-- Page extract follows --

TYNDALL AIR FORCE BASE, Fla. --

Most people who share a passion for dogs volunteer at shelters or adopt when they can, but some Airmen have a duty and bond with their canine friends that you can’t find anywhere else.

Staff Sgt. Caitlin Bourque is a military working dog handler for the 325th Security Forces Squadron at Tyndall Air Force Base. A military working dog handler is responsible for the care and training of his or her service dog, which contributes to combat operations abroad and installation security at home by providing target odor detection for both explosives and drugs.

Bourque joined the Air Force in 2013 to further her education and travel. She enlisted as a security forces specialist, a prerequisite for anyone wanting to become a working dog handler. She chose security forces because of family members serving previously in the very same job.

Bourque first realized her desire to work with canines when she was assigned a supervisor who was already a dog handler.

“He showed me the ropes and I immediately fell in love with the job,” Bourque said. “Having a dog as a partner is the best option in my opinion. These working dogs are selfless, loyal and extremely courageous. You can’t ask for anyone better to watch your back. Working with them on a daily basis is a lot of hard work and dedication, but it’s all worth it.”

Bourque attributes much of her motivations for the job to the joy she gets from bonding with Atila, her working dog partner, and knowing the importance of her duty. She said her favorite missions are the ones, which allow her to spend more time with her partner.

-- Page extract concluded --
-- Given records follows --

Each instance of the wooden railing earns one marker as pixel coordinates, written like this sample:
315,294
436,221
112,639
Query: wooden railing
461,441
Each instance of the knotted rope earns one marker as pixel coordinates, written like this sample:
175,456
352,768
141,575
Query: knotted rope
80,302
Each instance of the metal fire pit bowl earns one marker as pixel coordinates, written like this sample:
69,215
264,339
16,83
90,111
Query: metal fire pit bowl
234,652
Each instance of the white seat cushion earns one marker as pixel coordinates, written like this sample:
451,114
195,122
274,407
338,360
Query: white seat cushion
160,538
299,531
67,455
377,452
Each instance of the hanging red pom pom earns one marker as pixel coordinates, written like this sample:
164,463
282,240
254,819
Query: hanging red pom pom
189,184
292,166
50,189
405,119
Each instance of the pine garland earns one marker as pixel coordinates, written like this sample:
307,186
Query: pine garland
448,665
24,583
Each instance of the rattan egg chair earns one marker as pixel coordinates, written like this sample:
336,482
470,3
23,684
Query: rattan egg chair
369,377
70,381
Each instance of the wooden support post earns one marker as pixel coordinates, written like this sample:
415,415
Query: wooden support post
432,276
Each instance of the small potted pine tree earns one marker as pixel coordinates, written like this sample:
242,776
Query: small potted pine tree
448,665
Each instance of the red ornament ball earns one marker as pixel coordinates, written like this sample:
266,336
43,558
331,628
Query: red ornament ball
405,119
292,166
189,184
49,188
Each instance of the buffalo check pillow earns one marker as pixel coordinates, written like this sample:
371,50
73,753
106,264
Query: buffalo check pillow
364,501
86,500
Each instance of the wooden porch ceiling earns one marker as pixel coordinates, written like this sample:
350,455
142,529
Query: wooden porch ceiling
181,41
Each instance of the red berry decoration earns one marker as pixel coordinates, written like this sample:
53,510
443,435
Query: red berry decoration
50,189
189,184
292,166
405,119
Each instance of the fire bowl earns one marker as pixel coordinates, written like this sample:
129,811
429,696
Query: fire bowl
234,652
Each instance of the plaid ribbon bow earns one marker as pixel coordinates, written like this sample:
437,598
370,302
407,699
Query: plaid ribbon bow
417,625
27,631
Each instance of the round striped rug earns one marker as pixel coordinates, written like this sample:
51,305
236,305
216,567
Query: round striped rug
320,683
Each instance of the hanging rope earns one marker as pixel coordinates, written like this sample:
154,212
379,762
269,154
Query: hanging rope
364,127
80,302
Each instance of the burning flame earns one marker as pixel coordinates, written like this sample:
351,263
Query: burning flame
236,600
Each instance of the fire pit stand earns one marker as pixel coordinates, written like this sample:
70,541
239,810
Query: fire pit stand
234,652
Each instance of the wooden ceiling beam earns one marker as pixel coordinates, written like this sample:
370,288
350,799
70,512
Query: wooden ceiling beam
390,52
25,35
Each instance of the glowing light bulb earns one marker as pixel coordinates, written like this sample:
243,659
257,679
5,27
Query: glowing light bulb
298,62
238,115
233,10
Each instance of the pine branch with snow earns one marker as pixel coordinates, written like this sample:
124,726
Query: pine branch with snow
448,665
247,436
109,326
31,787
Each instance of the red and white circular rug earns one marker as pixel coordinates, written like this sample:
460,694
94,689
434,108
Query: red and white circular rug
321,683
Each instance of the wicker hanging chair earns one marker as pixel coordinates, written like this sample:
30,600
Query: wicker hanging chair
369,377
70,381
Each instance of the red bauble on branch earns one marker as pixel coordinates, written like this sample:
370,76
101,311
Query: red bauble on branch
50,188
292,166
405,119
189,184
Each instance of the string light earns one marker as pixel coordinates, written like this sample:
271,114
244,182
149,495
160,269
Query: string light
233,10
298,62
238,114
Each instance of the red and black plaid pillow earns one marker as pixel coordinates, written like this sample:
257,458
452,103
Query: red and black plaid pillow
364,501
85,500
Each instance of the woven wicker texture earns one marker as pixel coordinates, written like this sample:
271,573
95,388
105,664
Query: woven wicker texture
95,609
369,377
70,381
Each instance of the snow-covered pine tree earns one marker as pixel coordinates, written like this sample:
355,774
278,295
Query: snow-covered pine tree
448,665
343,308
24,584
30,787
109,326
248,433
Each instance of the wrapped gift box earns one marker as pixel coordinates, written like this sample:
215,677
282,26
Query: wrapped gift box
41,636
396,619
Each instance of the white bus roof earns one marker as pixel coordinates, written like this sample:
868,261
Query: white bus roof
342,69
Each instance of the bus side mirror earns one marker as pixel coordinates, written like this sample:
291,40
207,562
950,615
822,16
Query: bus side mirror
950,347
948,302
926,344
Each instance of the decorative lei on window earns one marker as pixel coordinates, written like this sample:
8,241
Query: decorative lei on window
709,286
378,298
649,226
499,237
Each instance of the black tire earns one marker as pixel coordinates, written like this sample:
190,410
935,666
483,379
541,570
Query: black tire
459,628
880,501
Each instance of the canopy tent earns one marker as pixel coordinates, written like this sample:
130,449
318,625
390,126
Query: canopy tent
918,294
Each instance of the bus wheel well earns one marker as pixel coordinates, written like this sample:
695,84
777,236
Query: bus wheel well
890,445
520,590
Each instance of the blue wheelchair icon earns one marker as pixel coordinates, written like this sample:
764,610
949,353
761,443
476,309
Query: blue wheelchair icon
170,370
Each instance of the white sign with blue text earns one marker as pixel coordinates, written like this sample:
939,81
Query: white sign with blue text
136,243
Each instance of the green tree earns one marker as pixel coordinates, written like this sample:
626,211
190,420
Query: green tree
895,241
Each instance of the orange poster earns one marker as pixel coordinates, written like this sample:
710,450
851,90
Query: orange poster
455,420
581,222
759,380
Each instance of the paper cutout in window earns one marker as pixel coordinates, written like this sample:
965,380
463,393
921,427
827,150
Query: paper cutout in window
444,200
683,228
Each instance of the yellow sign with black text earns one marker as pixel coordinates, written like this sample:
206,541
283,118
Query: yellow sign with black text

-- Given records concluded --
-- Given records follows --

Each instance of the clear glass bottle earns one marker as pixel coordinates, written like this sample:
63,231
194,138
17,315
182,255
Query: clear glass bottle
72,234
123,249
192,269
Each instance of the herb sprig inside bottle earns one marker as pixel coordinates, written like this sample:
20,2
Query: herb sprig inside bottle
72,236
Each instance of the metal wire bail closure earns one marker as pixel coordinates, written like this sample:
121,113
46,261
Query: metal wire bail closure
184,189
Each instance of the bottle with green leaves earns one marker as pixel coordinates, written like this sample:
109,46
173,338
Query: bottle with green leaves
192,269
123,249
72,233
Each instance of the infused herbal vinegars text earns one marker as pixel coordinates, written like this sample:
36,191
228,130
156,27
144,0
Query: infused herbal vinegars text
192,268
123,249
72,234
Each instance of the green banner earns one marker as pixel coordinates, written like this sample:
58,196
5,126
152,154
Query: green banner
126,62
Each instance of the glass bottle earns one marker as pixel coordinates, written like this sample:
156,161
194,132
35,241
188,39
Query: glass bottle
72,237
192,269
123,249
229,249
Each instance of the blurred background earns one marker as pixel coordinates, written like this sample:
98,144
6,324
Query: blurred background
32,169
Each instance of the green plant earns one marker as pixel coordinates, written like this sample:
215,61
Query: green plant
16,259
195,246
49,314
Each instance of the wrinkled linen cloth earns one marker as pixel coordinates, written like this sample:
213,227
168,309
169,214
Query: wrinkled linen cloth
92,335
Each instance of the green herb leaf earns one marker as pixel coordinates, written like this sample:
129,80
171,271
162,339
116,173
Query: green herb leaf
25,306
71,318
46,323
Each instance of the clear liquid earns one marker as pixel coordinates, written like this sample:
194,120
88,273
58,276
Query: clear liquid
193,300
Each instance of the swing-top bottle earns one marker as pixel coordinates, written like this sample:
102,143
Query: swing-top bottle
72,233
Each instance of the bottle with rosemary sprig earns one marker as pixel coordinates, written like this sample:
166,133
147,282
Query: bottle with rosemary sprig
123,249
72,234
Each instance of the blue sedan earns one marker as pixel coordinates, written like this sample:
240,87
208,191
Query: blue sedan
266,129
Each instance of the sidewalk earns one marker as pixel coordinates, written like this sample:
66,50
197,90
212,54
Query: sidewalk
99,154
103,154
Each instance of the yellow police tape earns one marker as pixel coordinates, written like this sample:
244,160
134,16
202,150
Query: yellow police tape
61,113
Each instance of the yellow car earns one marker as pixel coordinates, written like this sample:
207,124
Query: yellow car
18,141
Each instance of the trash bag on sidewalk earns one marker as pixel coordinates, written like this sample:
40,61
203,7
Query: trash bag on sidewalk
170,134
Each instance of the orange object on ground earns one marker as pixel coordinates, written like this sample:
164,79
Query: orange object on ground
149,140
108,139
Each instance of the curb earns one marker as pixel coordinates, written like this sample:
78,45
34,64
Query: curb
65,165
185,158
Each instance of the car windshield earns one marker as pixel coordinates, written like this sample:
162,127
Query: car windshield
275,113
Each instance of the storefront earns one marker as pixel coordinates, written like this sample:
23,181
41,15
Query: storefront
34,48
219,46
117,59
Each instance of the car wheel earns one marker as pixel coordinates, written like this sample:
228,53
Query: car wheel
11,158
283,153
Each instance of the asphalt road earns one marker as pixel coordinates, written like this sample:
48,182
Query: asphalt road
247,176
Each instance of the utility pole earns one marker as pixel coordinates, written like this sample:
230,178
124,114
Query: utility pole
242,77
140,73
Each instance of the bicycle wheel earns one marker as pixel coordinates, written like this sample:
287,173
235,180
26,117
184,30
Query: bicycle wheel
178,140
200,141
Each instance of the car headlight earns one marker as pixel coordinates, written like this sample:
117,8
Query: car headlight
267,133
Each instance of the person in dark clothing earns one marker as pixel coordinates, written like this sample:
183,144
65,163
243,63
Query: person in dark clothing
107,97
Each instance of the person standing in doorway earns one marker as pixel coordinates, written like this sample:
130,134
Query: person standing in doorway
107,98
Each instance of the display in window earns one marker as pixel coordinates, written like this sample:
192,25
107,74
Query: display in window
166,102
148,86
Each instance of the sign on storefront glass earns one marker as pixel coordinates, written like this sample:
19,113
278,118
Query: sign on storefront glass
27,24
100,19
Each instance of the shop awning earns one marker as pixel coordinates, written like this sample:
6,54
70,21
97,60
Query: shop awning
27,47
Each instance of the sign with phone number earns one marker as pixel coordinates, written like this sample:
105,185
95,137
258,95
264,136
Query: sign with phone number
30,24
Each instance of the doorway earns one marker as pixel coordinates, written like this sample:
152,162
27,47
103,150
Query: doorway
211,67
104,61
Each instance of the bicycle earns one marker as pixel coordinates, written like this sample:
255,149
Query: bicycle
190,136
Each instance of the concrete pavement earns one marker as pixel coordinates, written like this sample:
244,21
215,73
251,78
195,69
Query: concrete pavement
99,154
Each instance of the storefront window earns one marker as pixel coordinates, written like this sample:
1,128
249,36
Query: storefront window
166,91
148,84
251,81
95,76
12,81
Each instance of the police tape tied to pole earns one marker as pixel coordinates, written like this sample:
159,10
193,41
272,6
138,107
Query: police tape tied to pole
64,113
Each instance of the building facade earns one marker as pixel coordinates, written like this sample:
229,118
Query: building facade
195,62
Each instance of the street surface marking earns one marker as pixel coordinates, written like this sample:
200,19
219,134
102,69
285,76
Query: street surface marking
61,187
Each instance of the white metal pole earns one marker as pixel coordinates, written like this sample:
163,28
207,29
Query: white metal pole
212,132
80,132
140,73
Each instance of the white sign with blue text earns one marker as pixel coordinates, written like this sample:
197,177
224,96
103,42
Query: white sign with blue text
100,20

-- Given records concluded --

Work instruction 1:
List the three qualities Bourque attributes to working dogs in the dog handler article.
Work instruction 2:
Please extract from the dog handler article the part that opens with the words containing "Most people who" and closes with "find anywhere else.".
The rows come from a separate source, not from the dog handler article.

Solution 1:
selfless
loyal
extremely courageous

Solution 2:
Most people who share a passion for dogs volunteer at shelters or adopt when they can, but some Airmen have a duty and bond with their canine friends that you can’t find anywhere else.